__PROBLEM REQUIREMENTS__
List each line of the entries below that contains the string "tinted". The match is case-sensitive.

__Segmentation dataset excerpts__
++++++++++

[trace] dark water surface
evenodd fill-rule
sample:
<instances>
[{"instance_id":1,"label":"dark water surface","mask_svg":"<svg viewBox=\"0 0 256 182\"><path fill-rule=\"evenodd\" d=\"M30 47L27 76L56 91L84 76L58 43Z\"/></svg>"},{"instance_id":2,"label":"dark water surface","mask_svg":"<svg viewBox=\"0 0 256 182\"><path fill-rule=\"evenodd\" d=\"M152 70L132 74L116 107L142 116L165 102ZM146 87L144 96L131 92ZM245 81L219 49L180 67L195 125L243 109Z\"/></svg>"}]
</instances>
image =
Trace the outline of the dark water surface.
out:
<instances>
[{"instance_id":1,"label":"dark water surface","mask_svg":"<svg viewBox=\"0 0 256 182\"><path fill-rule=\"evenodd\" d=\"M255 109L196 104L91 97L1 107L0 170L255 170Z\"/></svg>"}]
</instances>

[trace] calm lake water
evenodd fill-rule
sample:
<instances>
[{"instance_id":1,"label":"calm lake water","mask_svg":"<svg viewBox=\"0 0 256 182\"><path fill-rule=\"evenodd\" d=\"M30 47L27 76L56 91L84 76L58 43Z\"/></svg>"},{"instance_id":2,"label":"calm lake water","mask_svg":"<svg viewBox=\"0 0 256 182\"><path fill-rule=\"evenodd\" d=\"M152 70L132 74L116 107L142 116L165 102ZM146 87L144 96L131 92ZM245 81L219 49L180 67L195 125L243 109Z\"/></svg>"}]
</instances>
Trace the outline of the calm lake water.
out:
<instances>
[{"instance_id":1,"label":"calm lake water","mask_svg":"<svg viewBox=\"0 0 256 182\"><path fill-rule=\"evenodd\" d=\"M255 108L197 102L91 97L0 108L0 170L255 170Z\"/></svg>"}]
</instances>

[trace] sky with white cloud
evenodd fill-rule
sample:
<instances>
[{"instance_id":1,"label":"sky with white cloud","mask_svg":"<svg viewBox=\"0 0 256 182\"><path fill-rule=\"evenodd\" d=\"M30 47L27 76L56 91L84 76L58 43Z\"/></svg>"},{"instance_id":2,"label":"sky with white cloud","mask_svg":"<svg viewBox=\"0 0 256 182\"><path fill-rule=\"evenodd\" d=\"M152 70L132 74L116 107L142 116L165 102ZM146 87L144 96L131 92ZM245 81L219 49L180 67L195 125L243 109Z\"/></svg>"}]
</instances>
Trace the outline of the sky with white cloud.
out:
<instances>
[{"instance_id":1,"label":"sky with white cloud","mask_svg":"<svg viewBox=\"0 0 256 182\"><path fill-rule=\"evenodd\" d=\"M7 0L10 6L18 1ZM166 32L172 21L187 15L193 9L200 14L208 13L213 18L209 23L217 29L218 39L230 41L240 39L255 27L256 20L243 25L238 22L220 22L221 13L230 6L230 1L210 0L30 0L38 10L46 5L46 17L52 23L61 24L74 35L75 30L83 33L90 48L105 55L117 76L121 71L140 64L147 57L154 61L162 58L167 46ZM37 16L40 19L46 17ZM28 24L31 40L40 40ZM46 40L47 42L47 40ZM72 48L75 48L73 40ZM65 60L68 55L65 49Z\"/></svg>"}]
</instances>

++++++++++

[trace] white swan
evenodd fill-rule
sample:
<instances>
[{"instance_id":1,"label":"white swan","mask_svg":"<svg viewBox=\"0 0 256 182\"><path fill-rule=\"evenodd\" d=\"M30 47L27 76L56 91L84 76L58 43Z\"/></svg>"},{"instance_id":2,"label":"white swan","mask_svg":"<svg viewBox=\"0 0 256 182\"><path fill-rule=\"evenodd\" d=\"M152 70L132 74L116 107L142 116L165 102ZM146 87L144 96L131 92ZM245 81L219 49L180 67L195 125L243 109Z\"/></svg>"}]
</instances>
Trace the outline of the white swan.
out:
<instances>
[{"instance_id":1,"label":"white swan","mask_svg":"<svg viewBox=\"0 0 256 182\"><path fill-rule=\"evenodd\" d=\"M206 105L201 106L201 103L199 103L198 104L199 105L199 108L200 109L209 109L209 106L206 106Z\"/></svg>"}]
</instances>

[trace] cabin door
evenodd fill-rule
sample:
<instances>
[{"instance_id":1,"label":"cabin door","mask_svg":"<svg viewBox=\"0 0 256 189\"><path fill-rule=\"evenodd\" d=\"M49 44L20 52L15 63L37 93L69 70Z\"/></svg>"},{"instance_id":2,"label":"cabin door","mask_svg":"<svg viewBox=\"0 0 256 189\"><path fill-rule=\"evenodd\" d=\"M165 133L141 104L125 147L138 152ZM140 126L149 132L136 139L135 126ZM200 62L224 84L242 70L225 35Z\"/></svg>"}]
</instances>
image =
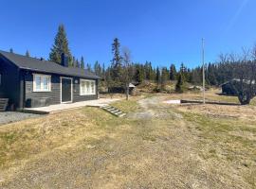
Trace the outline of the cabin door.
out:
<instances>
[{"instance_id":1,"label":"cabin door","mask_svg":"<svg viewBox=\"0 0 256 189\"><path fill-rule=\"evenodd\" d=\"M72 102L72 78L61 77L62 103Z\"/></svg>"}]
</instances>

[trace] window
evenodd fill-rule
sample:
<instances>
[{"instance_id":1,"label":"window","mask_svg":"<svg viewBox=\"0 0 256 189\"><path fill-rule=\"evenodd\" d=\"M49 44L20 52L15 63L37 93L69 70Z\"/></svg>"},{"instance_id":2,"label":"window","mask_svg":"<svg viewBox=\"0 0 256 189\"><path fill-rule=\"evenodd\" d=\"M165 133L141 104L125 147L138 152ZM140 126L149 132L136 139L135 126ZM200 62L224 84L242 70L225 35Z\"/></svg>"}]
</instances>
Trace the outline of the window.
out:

++++++++++

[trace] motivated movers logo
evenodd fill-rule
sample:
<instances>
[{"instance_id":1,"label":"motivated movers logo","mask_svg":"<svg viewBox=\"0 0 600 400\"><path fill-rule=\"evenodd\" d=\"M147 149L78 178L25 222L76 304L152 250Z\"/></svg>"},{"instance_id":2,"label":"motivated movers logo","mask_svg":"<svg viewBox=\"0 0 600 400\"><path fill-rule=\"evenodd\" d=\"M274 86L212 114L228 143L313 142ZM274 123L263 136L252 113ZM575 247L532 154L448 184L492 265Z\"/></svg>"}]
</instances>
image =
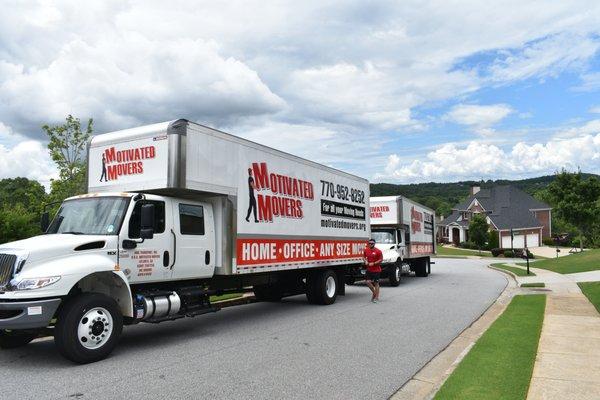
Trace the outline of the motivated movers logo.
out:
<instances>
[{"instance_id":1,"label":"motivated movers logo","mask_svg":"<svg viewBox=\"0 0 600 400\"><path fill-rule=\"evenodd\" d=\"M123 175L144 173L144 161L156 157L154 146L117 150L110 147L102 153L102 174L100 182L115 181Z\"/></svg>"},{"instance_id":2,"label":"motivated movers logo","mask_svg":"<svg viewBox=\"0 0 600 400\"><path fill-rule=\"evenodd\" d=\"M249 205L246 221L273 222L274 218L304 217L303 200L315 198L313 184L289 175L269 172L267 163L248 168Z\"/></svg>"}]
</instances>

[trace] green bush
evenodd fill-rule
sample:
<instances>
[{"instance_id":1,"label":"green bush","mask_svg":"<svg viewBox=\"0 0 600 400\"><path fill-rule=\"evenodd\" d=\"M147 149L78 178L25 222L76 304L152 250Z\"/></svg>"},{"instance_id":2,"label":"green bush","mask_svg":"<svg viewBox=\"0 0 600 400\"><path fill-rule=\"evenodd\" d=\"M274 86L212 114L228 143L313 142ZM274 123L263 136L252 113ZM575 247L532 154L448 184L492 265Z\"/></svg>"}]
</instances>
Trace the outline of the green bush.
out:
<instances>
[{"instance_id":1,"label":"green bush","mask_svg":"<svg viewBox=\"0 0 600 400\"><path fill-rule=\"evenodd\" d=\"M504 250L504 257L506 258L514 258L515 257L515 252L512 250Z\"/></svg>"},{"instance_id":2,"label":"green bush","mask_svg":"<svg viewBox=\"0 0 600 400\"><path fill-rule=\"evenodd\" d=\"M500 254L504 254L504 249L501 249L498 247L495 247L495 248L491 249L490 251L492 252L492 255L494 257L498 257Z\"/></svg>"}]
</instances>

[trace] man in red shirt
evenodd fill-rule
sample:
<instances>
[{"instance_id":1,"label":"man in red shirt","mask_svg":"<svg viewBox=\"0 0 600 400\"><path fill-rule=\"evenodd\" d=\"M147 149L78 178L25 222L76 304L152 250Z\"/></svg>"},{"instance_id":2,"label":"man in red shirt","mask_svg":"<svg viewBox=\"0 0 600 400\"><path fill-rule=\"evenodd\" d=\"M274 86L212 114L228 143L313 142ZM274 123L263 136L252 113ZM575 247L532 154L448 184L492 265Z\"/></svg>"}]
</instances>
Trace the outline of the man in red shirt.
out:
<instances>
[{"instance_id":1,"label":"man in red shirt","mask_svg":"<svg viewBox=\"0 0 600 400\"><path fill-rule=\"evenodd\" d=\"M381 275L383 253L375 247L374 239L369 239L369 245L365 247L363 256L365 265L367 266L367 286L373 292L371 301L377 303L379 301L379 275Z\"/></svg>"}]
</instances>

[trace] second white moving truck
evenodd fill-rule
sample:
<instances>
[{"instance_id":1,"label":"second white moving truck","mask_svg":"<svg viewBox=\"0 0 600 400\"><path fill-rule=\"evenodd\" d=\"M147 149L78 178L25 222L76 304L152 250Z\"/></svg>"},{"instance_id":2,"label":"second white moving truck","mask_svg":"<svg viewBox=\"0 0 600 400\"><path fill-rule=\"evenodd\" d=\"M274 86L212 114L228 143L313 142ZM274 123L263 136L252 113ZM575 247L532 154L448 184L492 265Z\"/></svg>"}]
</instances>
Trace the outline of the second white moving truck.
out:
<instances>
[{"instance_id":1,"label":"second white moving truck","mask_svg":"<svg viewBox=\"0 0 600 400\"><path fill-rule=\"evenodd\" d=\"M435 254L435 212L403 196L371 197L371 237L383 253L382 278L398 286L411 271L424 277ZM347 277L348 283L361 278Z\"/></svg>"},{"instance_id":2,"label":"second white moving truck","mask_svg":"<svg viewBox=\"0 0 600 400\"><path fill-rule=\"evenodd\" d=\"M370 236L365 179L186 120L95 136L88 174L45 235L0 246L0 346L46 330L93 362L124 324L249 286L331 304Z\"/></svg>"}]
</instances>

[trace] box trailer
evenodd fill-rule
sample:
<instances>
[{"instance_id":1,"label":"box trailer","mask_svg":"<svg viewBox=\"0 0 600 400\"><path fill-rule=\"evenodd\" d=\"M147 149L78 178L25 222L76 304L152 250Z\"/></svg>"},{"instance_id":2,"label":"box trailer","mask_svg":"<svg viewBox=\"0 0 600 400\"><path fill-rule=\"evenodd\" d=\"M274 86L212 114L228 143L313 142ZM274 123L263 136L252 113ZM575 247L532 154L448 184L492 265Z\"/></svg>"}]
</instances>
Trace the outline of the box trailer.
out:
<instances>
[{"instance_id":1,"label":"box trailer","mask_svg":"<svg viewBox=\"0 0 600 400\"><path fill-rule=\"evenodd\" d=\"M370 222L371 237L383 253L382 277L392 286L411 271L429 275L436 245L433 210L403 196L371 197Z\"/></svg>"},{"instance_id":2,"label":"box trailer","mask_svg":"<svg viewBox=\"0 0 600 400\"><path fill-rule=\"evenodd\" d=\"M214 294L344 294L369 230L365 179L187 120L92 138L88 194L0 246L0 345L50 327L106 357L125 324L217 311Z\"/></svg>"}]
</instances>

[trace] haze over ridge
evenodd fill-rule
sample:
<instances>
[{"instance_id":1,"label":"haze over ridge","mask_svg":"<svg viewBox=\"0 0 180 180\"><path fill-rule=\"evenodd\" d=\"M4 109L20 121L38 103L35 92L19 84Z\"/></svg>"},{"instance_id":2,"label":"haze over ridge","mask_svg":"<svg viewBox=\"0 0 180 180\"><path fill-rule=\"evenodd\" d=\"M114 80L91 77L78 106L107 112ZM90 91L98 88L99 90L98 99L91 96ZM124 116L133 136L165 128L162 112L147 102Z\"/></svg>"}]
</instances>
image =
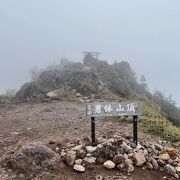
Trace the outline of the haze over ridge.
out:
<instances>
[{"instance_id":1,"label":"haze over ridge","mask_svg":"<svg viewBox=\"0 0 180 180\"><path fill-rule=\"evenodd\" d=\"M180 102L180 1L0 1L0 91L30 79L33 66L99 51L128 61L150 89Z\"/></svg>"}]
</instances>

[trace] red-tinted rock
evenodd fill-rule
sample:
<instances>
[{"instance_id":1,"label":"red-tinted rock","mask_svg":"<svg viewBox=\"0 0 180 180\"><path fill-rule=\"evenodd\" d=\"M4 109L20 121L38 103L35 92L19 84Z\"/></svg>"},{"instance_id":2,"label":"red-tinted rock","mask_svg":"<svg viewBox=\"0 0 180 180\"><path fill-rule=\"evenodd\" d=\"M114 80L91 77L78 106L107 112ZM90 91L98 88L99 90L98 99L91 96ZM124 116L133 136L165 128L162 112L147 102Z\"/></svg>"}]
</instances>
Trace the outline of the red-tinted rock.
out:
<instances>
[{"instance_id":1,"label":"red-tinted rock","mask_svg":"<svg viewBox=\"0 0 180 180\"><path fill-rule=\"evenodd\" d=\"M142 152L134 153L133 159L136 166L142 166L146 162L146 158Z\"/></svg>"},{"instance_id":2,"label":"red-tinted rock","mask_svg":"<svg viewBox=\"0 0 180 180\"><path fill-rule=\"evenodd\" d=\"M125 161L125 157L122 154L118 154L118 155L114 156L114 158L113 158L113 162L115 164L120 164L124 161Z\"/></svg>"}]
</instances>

++++++++++

__TASK RESPONSE__
[trace] red-tinted rock
[{"instance_id":1,"label":"red-tinted rock","mask_svg":"<svg viewBox=\"0 0 180 180\"><path fill-rule=\"evenodd\" d=\"M4 109L20 121L38 103L35 92L19 84Z\"/></svg>"},{"instance_id":2,"label":"red-tinted rock","mask_svg":"<svg viewBox=\"0 0 180 180\"><path fill-rule=\"evenodd\" d=\"M114 80L91 77L78 106L107 112ZM90 91L98 88L99 90L98 99L91 96ZM124 116L133 136L165 128L162 112L147 102Z\"/></svg>"}]
Trace the outline of the red-tinted rock.
[{"instance_id":1,"label":"red-tinted rock","mask_svg":"<svg viewBox=\"0 0 180 180\"><path fill-rule=\"evenodd\" d=\"M142 152L134 153L133 159L136 166L142 166L146 162L146 158Z\"/></svg>"},{"instance_id":2,"label":"red-tinted rock","mask_svg":"<svg viewBox=\"0 0 180 180\"><path fill-rule=\"evenodd\" d=\"M125 161L125 157L122 154L118 154L118 155L114 156L114 158L113 158L113 162L115 164L120 164L124 161Z\"/></svg>"}]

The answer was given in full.